§ **INSTRUCTION**: Repeat each line of the material exactly.

§ **DATA LISTING**:
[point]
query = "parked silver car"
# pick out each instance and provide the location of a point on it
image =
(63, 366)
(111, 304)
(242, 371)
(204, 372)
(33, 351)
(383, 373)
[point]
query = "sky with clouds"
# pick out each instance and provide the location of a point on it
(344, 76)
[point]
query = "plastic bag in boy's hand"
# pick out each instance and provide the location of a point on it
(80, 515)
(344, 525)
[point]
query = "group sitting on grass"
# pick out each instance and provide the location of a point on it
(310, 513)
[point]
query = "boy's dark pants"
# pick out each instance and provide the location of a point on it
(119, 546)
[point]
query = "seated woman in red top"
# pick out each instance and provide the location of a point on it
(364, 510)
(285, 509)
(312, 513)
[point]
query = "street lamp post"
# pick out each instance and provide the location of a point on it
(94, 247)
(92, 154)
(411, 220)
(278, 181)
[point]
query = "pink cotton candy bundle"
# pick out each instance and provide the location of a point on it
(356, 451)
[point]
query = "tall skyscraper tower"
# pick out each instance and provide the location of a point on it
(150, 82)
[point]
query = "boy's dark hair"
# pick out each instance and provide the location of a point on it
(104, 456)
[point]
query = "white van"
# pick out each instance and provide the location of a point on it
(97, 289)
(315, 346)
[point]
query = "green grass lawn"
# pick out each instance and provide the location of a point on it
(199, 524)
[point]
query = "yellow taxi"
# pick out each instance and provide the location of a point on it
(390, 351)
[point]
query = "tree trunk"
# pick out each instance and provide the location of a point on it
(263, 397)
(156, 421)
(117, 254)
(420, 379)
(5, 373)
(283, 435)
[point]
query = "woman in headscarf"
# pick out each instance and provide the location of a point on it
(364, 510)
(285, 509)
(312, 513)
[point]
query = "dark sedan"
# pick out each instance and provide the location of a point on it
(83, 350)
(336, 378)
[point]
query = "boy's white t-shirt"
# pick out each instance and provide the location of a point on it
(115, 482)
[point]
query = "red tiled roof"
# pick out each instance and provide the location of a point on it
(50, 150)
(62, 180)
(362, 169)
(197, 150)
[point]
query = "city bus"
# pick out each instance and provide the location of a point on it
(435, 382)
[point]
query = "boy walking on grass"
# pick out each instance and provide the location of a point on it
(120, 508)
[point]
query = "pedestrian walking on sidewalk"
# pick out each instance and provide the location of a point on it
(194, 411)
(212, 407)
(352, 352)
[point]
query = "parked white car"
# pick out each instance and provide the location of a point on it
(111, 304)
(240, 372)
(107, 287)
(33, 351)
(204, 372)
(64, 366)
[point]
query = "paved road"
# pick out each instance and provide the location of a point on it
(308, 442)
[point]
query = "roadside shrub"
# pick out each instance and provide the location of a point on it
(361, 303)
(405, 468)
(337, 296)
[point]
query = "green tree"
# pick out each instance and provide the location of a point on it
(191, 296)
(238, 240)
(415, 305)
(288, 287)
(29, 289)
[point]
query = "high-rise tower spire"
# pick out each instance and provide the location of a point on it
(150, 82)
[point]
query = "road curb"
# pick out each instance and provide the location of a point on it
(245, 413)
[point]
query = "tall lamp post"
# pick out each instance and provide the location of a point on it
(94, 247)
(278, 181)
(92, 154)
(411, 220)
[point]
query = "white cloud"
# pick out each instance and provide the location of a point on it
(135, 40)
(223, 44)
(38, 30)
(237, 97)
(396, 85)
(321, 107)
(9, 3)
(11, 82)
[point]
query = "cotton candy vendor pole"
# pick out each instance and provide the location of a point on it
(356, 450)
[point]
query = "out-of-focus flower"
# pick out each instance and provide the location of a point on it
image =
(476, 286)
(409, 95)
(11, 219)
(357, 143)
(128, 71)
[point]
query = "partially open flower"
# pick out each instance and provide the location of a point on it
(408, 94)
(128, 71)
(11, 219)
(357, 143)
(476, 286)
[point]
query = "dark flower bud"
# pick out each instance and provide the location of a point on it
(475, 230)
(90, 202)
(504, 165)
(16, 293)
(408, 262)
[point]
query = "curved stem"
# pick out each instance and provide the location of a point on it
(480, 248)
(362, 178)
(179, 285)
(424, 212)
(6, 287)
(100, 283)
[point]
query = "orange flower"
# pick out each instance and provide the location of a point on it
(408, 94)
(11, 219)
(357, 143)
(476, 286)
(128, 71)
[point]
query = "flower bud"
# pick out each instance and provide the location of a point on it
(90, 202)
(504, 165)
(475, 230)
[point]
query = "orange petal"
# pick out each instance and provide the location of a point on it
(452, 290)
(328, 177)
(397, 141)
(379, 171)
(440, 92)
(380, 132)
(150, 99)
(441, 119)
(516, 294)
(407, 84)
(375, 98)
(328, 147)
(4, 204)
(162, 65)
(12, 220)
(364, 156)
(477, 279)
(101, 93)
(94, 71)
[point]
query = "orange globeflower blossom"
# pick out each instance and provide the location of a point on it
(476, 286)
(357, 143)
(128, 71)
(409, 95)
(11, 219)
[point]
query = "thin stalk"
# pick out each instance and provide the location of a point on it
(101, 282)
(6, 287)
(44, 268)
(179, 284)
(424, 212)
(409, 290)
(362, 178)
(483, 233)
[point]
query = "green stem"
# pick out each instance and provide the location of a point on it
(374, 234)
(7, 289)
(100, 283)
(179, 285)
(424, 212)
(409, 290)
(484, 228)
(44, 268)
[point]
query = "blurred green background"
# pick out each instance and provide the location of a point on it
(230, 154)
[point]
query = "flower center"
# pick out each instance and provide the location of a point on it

§ **ANSWER TO THIS PROBLEM**:
[point]
query = "parked silver car"
# pick out each instance and provide the location of a point on it
image =
(63, 366)
(111, 304)
(242, 371)
(204, 372)
(33, 351)
(383, 373)
[point]
query = "sky with clouds"
# pick out each instance and provide the location of a point on it
(344, 76)
[point]
query = "plastic bag in boy's hand"
# pick out each instance and provide the location of a point on it
(80, 515)
(344, 525)
[point]
query = "group sitting on grass"
# pick out each instance and provide the location of a point on it
(310, 513)
[point]
query = "boy's dark pants"
# pick out each instance and provide the location of a point on it
(119, 546)
[point]
query = "seated woman in red top"
# pick out each instance and provide the location of a point on it
(364, 510)
(285, 509)
(312, 513)
[point]
query = "street lamp post"
# pick out each instance and provide the location of a point on it
(94, 247)
(92, 154)
(411, 220)
(278, 181)
[point]
query = "pink cotton candy bundle"
# pick out each instance and provide the location of a point on it
(356, 451)
[point]
query = "tall skyscraper tower"
# pick out each instance and provide the location of a point on it
(150, 82)
[point]
query = "boy's dark hair"
# pick out each instance and provide the location of a point on it
(104, 456)
[point]
query = "white van"
# pick out each instance and provide the location of a point on it
(97, 289)
(315, 346)
[point]
query = "green grass lawn"
# pick out each instance and provide the location of a point on it
(199, 524)
[point]
query = "yellow taxi"
# pick out each instance and provide the location of a point on it
(390, 351)
[point]
query = "tree trunk"
# pick out each instance and provide the location of a point on it
(263, 397)
(156, 421)
(117, 254)
(420, 379)
(5, 373)
(283, 435)
[point]
query = "woman in headscarf"
# pick out each instance and provide the location of a point on it
(364, 510)
(285, 509)
(312, 513)
[point]
query = "dark sedan"
# pick out each instance and provide the location of a point on it
(83, 350)
(336, 378)
[point]
query = "boy's white t-shirt"
# pick out each instance and provide the location of a point on it
(115, 482)
[point]
query = "red tiled roof"
# pick out each instance and provide the location of a point on it
(50, 150)
(62, 180)
(362, 169)
(197, 150)
[point]
query = "city bus"
# pick out each instance and provide the location of a point on it
(435, 382)
[point]
query = "boy walking on grass"
# pick out each instance and provide the location of a point on it
(120, 508)
[point]
query = "pedestrian walking on sidewalk"
# pick out each instance and provide the location of a point on it
(194, 411)
(212, 407)
(352, 352)
[point]
query = "parked white car"
# pick out each instance and provide the location of a point on it
(111, 304)
(240, 372)
(107, 287)
(33, 351)
(204, 372)
(64, 366)
[point]
query = "paved road"
# pick out each instance and provide the location of a point on it
(308, 442)
[point]
query = "roadside shrub"
# pick out each instance and provide the location of a point on it
(361, 303)
(405, 468)
(337, 296)
[point]
query = "green tree"
# pick out each instance and provide the location of a point on it
(191, 296)
(238, 240)
(415, 305)
(288, 287)
(29, 289)
[point]
query = "high-rise tower spire"
# pick out each instance and provide the location of a point on it
(150, 82)
[point]
query = "road curb"
# pick out each instance and provide the location of a point on it
(245, 413)
[point]
query = "tall lamp post"
# pick out each instance and provide the location of a point on it
(94, 247)
(278, 181)
(92, 154)
(411, 220)
[point]
query = "white cloud"
# pick out each instance and provide the location of a point on it
(135, 40)
(223, 44)
(38, 30)
(237, 97)
(396, 85)
(321, 107)
(9, 3)
(11, 82)
[point]
query = "cotton candy vendor pole"
# pick out each instance and provide the location of a point on it
(356, 450)
[point]
query = "out-of-focus flower"
# pick out each instance and provide the location of a point on it
image =
(476, 286)
(409, 95)
(11, 219)
(357, 143)
(128, 71)
[point]
query = "partially open flower"
# pick out each instance and provide the location of a point on it
(408, 94)
(128, 71)
(11, 219)
(357, 143)
(476, 286)
[point]
query = "dark flower bud"
# pick out each instance and provide the location of a point on it
(475, 230)
(90, 202)
(504, 165)
(16, 293)
(408, 262)
[point]
query = "curved stem"
# pick out each instance and provide the location of a point on it
(480, 248)
(362, 178)
(179, 285)
(424, 212)
(6, 287)
(100, 283)
[point]
query = "orange flower"
# pick out each instance and provide the location of a point on it
(408, 94)
(11, 219)
(357, 143)
(476, 286)
(128, 71)
[point]
query = "flower bud"
# pick out each instance and provide the location of a point on it
(90, 202)
(504, 165)
(475, 230)
[point]
query = "orange petal"
# pick out each instance and provide the location of a point on it
(452, 290)
(328, 177)
(397, 141)
(379, 171)
(440, 92)
(380, 132)
(150, 99)
(441, 119)
(516, 294)
(407, 84)
(375, 98)
(328, 147)
(4, 204)
(162, 65)
(12, 220)
(364, 156)
(477, 279)
(101, 93)
(94, 71)
[point]
query = "orange globeflower blossom"
# pick out each instance and provide the location of a point on it
(476, 286)
(357, 143)
(128, 71)
(409, 95)
(11, 219)
[point]
query = "thin stalk"
# pick out each instance and provide the location of a point on it
(101, 282)
(6, 287)
(44, 268)
(179, 284)
(424, 212)
(409, 290)
(362, 178)
(483, 233)
[point]
query = "green stem"
# pick out each instance and provide the location of a point on it
(374, 234)
(7, 289)
(100, 283)
(179, 285)
(424, 212)
(409, 290)
(484, 228)
(44, 268)
[point]
query = "blurred green background"
# pick out each instance and provide the location of a point on it
(230, 154)
[point]
query = "flower center"
# pick out each instance and provide the location of a point on it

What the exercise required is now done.